### Supplied data
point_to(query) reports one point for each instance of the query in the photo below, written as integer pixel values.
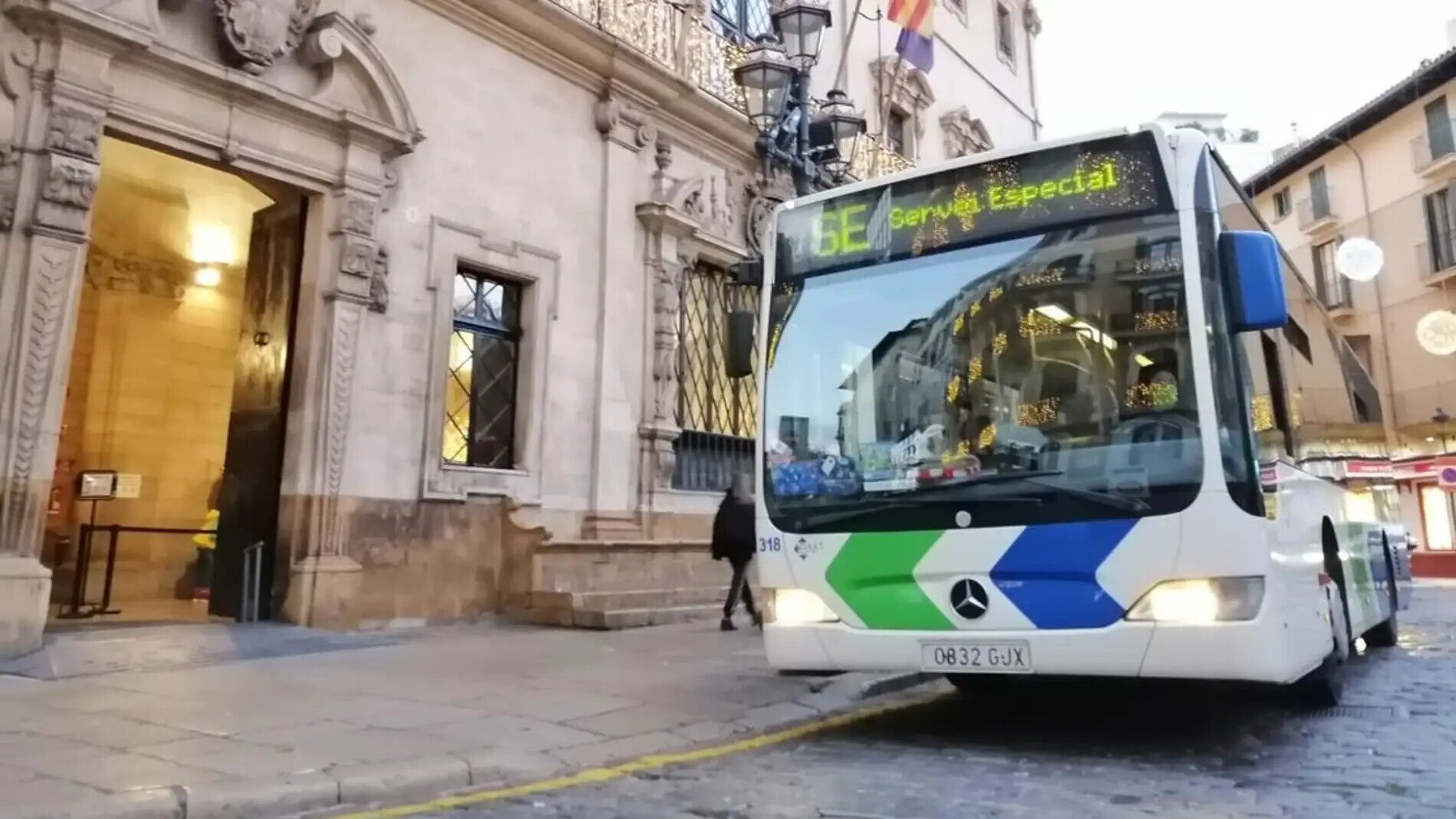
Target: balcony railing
(1436, 260)
(1315, 210)
(1433, 147)
(687, 44)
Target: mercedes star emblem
(969, 598)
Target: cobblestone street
(1094, 751)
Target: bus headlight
(797, 607)
(1208, 600)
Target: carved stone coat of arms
(255, 32)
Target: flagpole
(841, 74)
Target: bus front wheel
(1323, 687)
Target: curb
(360, 786)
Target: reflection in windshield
(1062, 354)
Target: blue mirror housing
(1252, 259)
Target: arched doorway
(309, 106)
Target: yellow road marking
(596, 775)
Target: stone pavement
(438, 710)
(1092, 751)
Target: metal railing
(690, 45)
(1313, 208)
(252, 582)
(717, 414)
(1433, 146)
(676, 37)
(84, 560)
(1436, 259)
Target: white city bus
(1043, 411)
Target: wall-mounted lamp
(208, 275)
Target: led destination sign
(1019, 195)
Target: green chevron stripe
(874, 575)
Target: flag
(915, 15)
(917, 50)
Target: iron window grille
(1005, 32)
(484, 362)
(715, 414)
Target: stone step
(624, 545)
(640, 618)
(640, 598)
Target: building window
(1330, 286)
(1005, 32)
(896, 133)
(1360, 345)
(480, 425)
(1441, 230)
(1281, 202)
(717, 415)
(1436, 516)
(743, 19)
(1439, 129)
(1299, 339)
(1318, 194)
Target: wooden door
(252, 469)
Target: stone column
(323, 579)
(625, 133)
(667, 260)
(56, 172)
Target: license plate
(977, 657)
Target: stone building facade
(495, 247)
(1386, 172)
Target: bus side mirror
(739, 345)
(1251, 258)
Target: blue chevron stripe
(1050, 574)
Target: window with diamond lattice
(717, 414)
(480, 385)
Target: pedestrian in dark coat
(734, 542)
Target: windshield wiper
(1033, 477)
(1103, 498)
(871, 508)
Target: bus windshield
(1035, 378)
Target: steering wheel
(1165, 425)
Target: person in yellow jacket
(205, 543)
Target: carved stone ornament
(357, 215)
(257, 32)
(666, 307)
(359, 258)
(612, 113)
(73, 131)
(9, 185)
(964, 134)
(763, 197)
(379, 283)
(163, 278)
(909, 89)
(67, 194)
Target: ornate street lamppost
(815, 146)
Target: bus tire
(1337, 574)
(1323, 687)
(1388, 633)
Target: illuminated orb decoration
(1436, 332)
(1359, 259)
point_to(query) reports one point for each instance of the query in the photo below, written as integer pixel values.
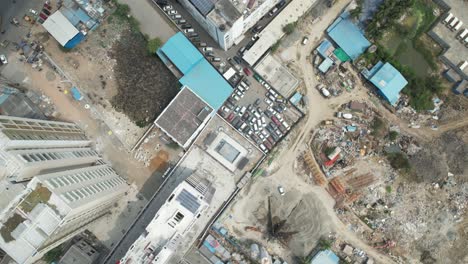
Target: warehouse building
(227, 21)
(203, 91)
(348, 36)
(387, 79)
(73, 21)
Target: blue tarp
(76, 94)
(323, 47)
(74, 41)
(181, 52)
(325, 65)
(325, 257)
(199, 75)
(388, 80)
(296, 98)
(348, 36)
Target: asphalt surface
(148, 213)
(14, 34)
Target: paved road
(145, 218)
(152, 23)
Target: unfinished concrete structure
(55, 207)
(30, 147)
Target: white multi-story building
(29, 147)
(171, 223)
(55, 207)
(227, 20)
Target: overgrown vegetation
(392, 135)
(399, 161)
(53, 255)
(421, 90)
(122, 13)
(275, 46)
(153, 45)
(388, 189)
(357, 10)
(386, 16)
(9, 226)
(289, 28)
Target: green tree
(392, 135)
(289, 28)
(153, 45)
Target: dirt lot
(301, 209)
(145, 88)
(126, 98)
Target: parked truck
(448, 18)
(458, 26)
(453, 23)
(463, 34)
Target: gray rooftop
(183, 116)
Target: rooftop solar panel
(203, 6)
(188, 200)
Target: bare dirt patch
(144, 84)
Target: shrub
(153, 45)
(392, 135)
(289, 28)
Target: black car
(281, 4)
(237, 59)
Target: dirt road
(320, 109)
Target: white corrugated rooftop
(60, 28)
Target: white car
(281, 190)
(3, 59)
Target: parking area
(259, 112)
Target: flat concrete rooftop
(184, 116)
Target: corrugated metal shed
(388, 80)
(325, 65)
(348, 36)
(60, 28)
(183, 54)
(325, 257)
(199, 75)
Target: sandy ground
(155, 25)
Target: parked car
(325, 92)
(3, 59)
(237, 59)
(281, 190)
(273, 11)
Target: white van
(325, 92)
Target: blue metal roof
(325, 65)
(325, 257)
(348, 36)
(323, 47)
(181, 52)
(388, 80)
(199, 75)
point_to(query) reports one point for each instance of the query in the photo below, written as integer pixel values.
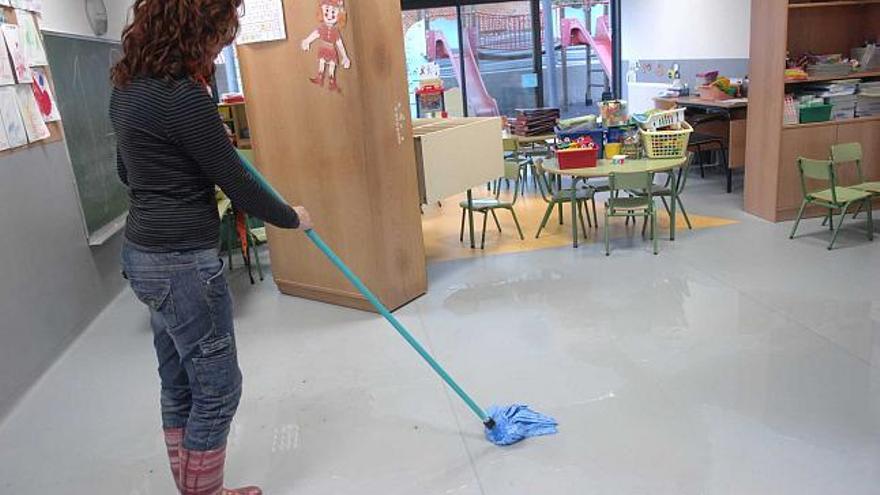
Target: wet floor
(735, 362)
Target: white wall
(69, 16)
(685, 29)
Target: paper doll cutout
(13, 44)
(43, 95)
(34, 126)
(331, 49)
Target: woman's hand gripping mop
(504, 425)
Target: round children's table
(605, 168)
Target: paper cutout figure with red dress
(331, 49)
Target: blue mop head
(511, 424)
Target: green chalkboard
(81, 73)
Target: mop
(504, 425)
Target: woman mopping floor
(173, 149)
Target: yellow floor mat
(441, 228)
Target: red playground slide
(574, 33)
(480, 102)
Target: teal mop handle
(396, 324)
(368, 294)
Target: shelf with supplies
(853, 75)
(857, 120)
(839, 3)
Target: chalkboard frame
(113, 222)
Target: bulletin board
(37, 137)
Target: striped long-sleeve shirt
(172, 150)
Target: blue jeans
(191, 315)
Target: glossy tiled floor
(736, 362)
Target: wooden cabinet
(772, 188)
(347, 154)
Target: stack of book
(840, 94)
(828, 66)
(536, 121)
(868, 104)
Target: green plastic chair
(665, 191)
(832, 198)
(852, 153)
(638, 205)
(558, 197)
(488, 206)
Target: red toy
(582, 153)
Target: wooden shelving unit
(841, 3)
(854, 75)
(780, 27)
(856, 121)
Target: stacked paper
(868, 104)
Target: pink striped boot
(201, 473)
(173, 440)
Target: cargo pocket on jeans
(156, 293)
(217, 369)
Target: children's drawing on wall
(12, 123)
(31, 42)
(43, 96)
(13, 44)
(331, 49)
(34, 125)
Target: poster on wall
(34, 126)
(261, 21)
(9, 114)
(31, 41)
(44, 97)
(13, 45)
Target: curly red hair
(170, 39)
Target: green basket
(818, 113)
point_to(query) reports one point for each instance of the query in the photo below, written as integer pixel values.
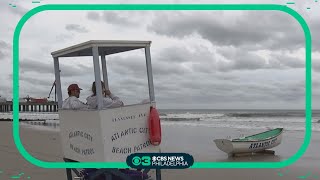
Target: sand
(197, 141)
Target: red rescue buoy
(154, 127)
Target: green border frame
(268, 7)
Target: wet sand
(197, 141)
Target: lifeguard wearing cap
(72, 102)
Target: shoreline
(45, 145)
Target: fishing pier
(30, 106)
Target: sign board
(105, 135)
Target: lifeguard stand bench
(104, 135)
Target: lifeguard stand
(104, 135)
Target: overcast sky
(200, 59)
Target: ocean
(290, 120)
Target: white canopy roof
(105, 47)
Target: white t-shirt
(110, 101)
(73, 102)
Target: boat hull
(229, 146)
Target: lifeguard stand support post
(104, 135)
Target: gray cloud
(93, 16)
(316, 65)
(116, 18)
(64, 37)
(4, 47)
(76, 28)
(18, 10)
(28, 65)
(254, 30)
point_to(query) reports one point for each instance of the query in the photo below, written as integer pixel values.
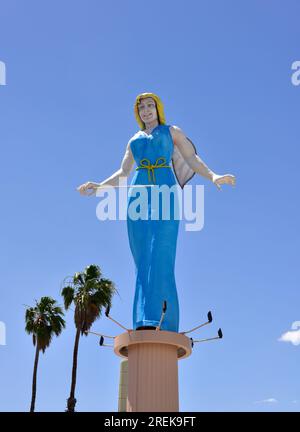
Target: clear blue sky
(223, 71)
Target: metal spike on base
(108, 316)
(220, 335)
(209, 318)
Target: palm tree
(89, 292)
(43, 321)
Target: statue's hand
(223, 179)
(88, 188)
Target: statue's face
(147, 110)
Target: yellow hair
(159, 106)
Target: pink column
(152, 368)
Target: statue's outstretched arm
(127, 163)
(194, 161)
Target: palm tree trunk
(36, 362)
(72, 400)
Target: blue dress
(153, 241)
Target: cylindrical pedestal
(152, 368)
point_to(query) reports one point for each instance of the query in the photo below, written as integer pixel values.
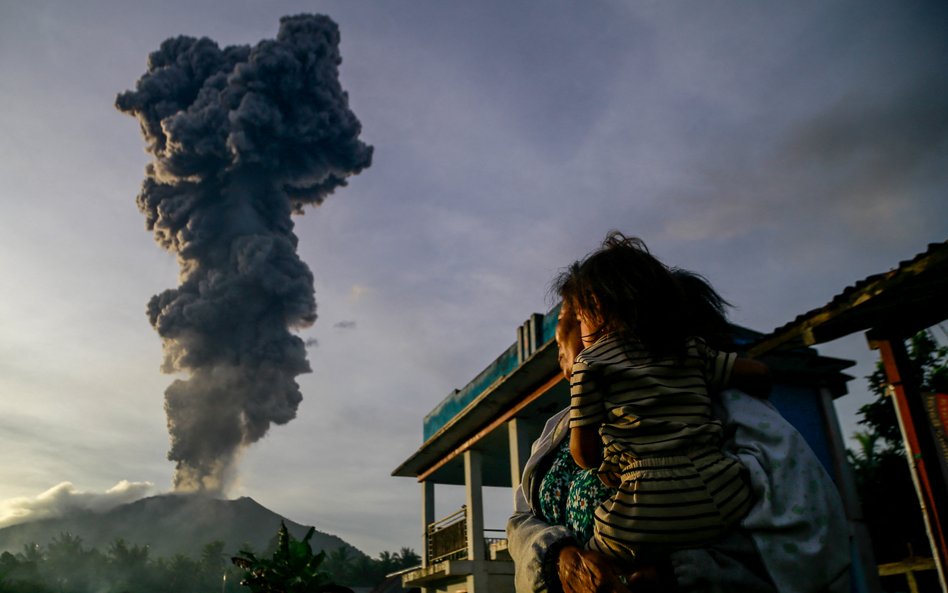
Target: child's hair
(635, 295)
(707, 310)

### Problem
Without copying any picture, write out the entries exactly.

### Solution
point_to(query) reports one point for each instance of the query in the photo below, written as integer pixel values.
Target: balcony railing
(1436, 260)
(1315, 210)
(1433, 147)
(687, 44)
Target: mercedes star emblem
(969, 598)
Target: cobblestone street
(1094, 751)
Target: bus headlight
(797, 607)
(1208, 600)
Target: carved stone coat of arms
(255, 32)
Target: flagpole
(841, 74)
Target: bus front wheel
(1323, 687)
Target: curb
(360, 786)
Target: reflection in windshield
(1062, 354)
Target: blue mirror housing
(1252, 259)
Target: arched doorway
(309, 106)
Target: yellow road marking
(596, 775)
Target: stone pavement
(438, 710)
(1092, 751)
Target: metal railing
(690, 45)
(1313, 208)
(252, 582)
(717, 414)
(1433, 146)
(676, 37)
(84, 560)
(1436, 259)
Target: white city bus
(1043, 411)
Target: wall-mounted lamp
(208, 275)
Target: led destination sign
(1019, 195)
Target: green chevron stripe
(874, 575)
Target: flag
(915, 15)
(917, 50)
Target: iron window grille
(1005, 32)
(484, 362)
(715, 414)
Target: stone step
(624, 545)
(640, 618)
(640, 598)
Target: building window
(1330, 286)
(1005, 32)
(896, 133)
(1360, 345)
(480, 425)
(1441, 230)
(1281, 202)
(717, 415)
(1436, 516)
(743, 19)
(1439, 129)
(1299, 339)
(1318, 194)
Target: wooden door
(252, 469)
Target: stone column
(323, 579)
(625, 133)
(667, 260)
(56, 172)
Target: license plate
(977, 657)
Target: stone building facade
(495, 247)
(1386, 172)
Target: bus side mirror
(739, 345)
(1251, 258)
Target: blue chevron stripe
(1050, 574)
Target: window with diamond lattice
(717, 414)
(480, 385)
Target: pedestrian in dark coat
(734, 542)
Target: windshield wiper
(1033, 477)
(1103, 498)
(871, 508)
Target: bus windshield
(1035, 378)
Target: steering wheel
(1165, 425)
Target: person in yellow jacket
(205, 543)
Target: carved stone ornament
(357, 215)
(257, 32)
(666, 307)
(359, 258)
(612, 113)
(73, 131)
(9, 185)
(964, 134)
(763, 197)
(379, 283)
(163, 278)
(909, 89)
(67, 194)
Target: ornate street lamppost
(815, 146)
Target: bus tire
(1337, 574)
(1323, 687)
(1388, 633)
Target: illuminated orb decoration
(1436, 332)
(1359, 259)
point_to(query) reports one point for each instance of the query in the photo below, written as integer pixel values.
Target: warehouse building
(227, 21)
(203, 91)
(348, 36)
(387, 79)
(73, 21)
Target: blue tarp
(76, 94)
(323, 47)
(74, 41)
(181, 52)
(325, 65)
(325, 257)
(199, 75)
(388, 80)
(296, 98)
(348, 36)
Target: asphalt surface
(148, 213)
(14, 34)
Target: paved road
(145, 218)
(152, 23)
Target: unfinished concrete structure
(55, 207)
(30, 147)
Target: white multi-story building
(29, 147)
(171, 223)
(55, 207)
(227, 20)
Target: overgrown vegetation
(392, 135)
(399, 161)
(53, 255)
(421, 90)
(122, 13)
(275, 46)
(153, 45)
(388, 189)
(357, 10)
(386, 16)
(9, 226)
(289, 28)
Target: green tree
(392, 135)
(289, 28)
(153, 45)
Target: dirt lot
(301, 209)
(145, 88)
(126, 98)
Target: parked truck
(448, 18)
(458, 26)
(453, 23)
(463, 34)
Target: gray rooftop
(183, 116)
Target: rooftop solar panel
(203, 6)
(188, 200)
Target: bare dirt patch
(144, 84)
Target: shrub
(153, 45)
(392, 135)
(289, 28)
Target: black car
(281, 4)
(237, 59)
Target: dirt road
(320, 109)
Target: white corrugated rooftop
(60, 28)
Target: white car
(281, 190)
(3, 59)
Target: parking area
(259, 112)
Target: flat concrete rooftop
(184, 116)
Target: corrugated metal shed
(388, 80)
(325, 65)
(348, 36)
(60, 28)
(183, 54)
(325, 257)
(199, 75)
Target: sandy ground
(155, 25)
Target: parked car
(325, 92)
(3, 59)
(237, 59)
(281, 190)
(273, 11)
Target: white van
(325, 92)
Target: blue metal roof
(325, 65)
(325, 257)
(348, 36)
(323, 47)
(181, 52)
(388, 80)
(199, 75)
point_to(query) reports one point for each instance of the query in the photo below, written as integer pixel values.
Target: wet floor
(735, 362)
Target: white wall
(69, 16)
(685, 29)
Target: paper doll cutout
(13, 44)
(43, 95)
(34, 126)
(331, 49)
Target: woman's hand gripping mop
(504, 425)
Target: round children's table
(605, 168)
Target: paper cutout figure with red dress
(331, 49)
Target: blue mop head
(511, 424)
Target: green chalkboard
(81, 73)
Target: mop
(504, 425)
Target: woman mopping floor
(173, 149)
Target: yellow floor mat
(441, 228)
Target: red playground slide
(574, 33)
(480, 102)
Target: teal mop handle
(396, 324)
(368, 294)
Target: shelf with supplies
(853, 75)
(857, 120)
(839, 3)
Target: chalkboard frame
(113, 222)
Target: bulletin board
(37, 137)
Target: striped long-sleeve shirt
(172, 150)
Target: blue jeans
(191, 315)
Target: glossy tiled floor
(736, 362)
Target: wooden cabinet
(772, 188)
(347, 154)
Target: stack of book
(840, 94)
(828, 66)
(536, 121)
(868, 104)
Target: green plastic chair
(665, 191)
(832, 198)
(852, 153)
(638, 205)
(558, 197)
(488, 206)
Target: red toy
(582, 153)
Target: wooden shelving unit
(841, 3)
(854, 75)
(780, 27)
(856, 121)
Target: stacked paper
(868, 104)
Target: pink striped boot
(201, 473)
(173, 440)
Target: cargo pocket on jeans
(156, 293)
(217, 369)
Target: children's drawing on wall
(12, 123)
(31, 42)
(43, 96)
(13, 44)
(331, 49)
(34, 125)
Target: poster on wall
(34, 126)
(261, 21)
(9, 114)
(31, 41)
(44, 97)
(13, 45)
Target: curly red hair
(170, 39)
Target: green basket
(818, 113)
point_to(query) reports one point for each instance of the query in the photo below, written as integer pixel values.
Target: sand
(197, 141)
Target: red rescue buoy
(154, 127)
Target: green border frame
(268, 7)
Target: wet sand
(197, 141)
Target: lifeguard wearing cap
(72, 102)
Target: shoreline
(45, 145)
Target: fishing pier
(30, 106)
Target: sign board
(105, 135)
Target: lifeguard stand bench
(104, 135)
Target: lifeguard stand
(104, 135)
Target: overcast sky
(200, 59)
Target: ocean
(290, 120)
Target: white canopy roof
(105, 47)
Target: white t-shirt
(110, 101)
(73, 102)
Target: boat hull
(229, 146)
Target: lifeguard stand support post
(104, 135)
Target: gray cloud
(93, 16)
(316, 65)
(116, 18)
(64, 37)
(4, 47)
(76, 28)
(18, 10)
(28, 65)
(254, 30)
point_to(query) reports one point for each instance of the query in the photo below, written as integer pixel values.
Target: clear blue sky
(223, 71)
Target: metal spike on base
(108, 316)
(220, 335)
(209, 318)
Target: palm tree
(89, 292)
(43, 321)
Target: statue's hand
(223, 179)
(88, 188)
Target: statue's face
(147, 110)
Target: yellow hair
(159, 106)
Target: pink column
(152, 368)
Target: statue's outstretched arm
(127, 163)
(194, 161)
Target: palm tree trunk
(36, 362)
(72, 400)
Target: blue dress
(153, 241)
Target: cylindrical pedestal
(152, 368)
point_to(query) reports one point for each instance of the query in the photo below, written as integer pixel values.
Target: child's hair
(635, 295)
(707, 310)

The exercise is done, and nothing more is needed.